Where we left off, I had created some parcels and was going to do a factor analysis later. Now, it’s later. If you’ll recall, I had not find any items that correlated significantly with the food item that also made sense conceptually. For example, it correlated highly with attending church services but that didn’t really have any theoretical basis. So, I left it as a single variable. Here is my first factor analysis.

proc factor data= parcels rotate= varimax scree ;
Var socialp1 – socialp3 languagep spiritualp spiritual2 culturep1 culturep2  food;

You can see from the scree plot here that there is one factor way at the top of the chart with the rest scattered at the bottom. Although the minimum eigen value of 1 criterion would have you retain two factors, I think that is too many, for both logical and statistical reasons.  The eigenvalues of the first two factors, by the way, were 4.74 and 1.10 .

scree plot

Even if you aren’t really into statistics or factor analysis, I hope that this pattern is pretty clear. You can see that every single thing except for the item related to food loads predominantly on the first factor.

factor patternThe median factor loading was .79, and the factor loadings ranged from .49 to .83 .

These results are interesting in light of the discussion on small sample size. If you didn’t read it, the particular quote in there that is relevant here is

“If components possess four or more variables with loadings above .60, the pattern may be interpreted whatever the sample size used .”

Final Communality Estimates: Total = 5.845142

socialp1 socialp2 socialp3 languagep spiritualp spiritual2 culturep1 culturep2 food
0.67438366 0.72223020 0.64287274 0.80080260 0.34260318 0.46790413 0.70885380 0.69821549 0.78727573

These communality estimates are also relevant but it is nearly 1 am and I have to be up at 6:30 for a conference call, so I’ll ramble on about this some more next time.

First of all, what are parcels? Not the little packages your grandma left on the table in the hall when she came back from shopping. Well, not only that.

In factor analysis, parcels are simply the sum of a small number of items. I prefer using parcels when possible because both basic psychometric theory and common sense tells me that a combination of items will have greater variance and, c.p., greater reliability than a single item.

Just so you know that I learned my share of useless things in graduate school, c.p. is Latin for ceteris paribus which translates to “other things being equal”. The word “etcetera”  meaning other things, has the same root.

Know you know. But I digress. Even more than usual. Back to parcels.

> **Referring expression data**
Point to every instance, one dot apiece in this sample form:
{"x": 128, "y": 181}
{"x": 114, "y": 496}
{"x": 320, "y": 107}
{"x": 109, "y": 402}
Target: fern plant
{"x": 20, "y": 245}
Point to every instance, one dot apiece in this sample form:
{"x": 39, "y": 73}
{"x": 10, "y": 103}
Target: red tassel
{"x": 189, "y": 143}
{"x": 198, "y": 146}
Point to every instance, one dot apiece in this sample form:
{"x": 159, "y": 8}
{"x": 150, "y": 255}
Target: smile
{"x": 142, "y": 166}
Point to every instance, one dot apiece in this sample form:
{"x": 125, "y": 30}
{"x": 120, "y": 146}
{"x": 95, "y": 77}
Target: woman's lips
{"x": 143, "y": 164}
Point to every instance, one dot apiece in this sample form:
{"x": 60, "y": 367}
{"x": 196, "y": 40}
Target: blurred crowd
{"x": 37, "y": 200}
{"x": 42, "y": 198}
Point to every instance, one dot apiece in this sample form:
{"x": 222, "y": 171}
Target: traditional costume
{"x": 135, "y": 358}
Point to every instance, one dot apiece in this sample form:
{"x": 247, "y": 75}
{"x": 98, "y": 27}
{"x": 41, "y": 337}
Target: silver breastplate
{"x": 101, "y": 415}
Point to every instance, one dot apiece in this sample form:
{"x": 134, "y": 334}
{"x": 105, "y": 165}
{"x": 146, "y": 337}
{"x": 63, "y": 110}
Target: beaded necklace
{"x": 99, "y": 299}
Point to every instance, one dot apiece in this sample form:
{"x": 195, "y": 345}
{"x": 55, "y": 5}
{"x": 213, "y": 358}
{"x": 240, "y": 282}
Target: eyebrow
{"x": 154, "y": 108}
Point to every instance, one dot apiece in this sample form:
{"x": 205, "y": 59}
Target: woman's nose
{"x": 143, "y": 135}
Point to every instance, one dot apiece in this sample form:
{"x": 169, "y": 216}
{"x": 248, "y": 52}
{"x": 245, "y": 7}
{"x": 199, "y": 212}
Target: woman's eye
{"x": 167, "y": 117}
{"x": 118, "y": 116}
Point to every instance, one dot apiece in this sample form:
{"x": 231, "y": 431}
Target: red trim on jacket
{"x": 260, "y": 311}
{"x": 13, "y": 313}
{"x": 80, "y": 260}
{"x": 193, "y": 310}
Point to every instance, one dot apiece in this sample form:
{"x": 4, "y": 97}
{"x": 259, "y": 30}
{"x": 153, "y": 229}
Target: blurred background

> **Exercise description**
Repeat the factor analysis post word for word, starting at the words "proc factor data= parcels" and ending after the words "the first factor.". Rely only on the factor analysis post.

> **Written answer**
proc factor data= parcels rotate= varimax scree ;
Var socialp1 – socialp3 languagep spiritualp spiritual2 culturep1 culturep2  food;

You can see from the scree plot here that there is one factor way at the top of the chart with the rest scattered at the bottom. Although the minimum eigen value of 1 criterion would have you retain two factors, I think that is too many, for both logical and statistical reasons.  The eigenvalues of the first two factors, by the way, were 4.74 and 1.10 .

scree plot

Even if you aren’t really into statistics or factor analysis, I hope that this pattern is pretty clear. You can see that every single thing except for the item related to food loads predominantly on the first factor.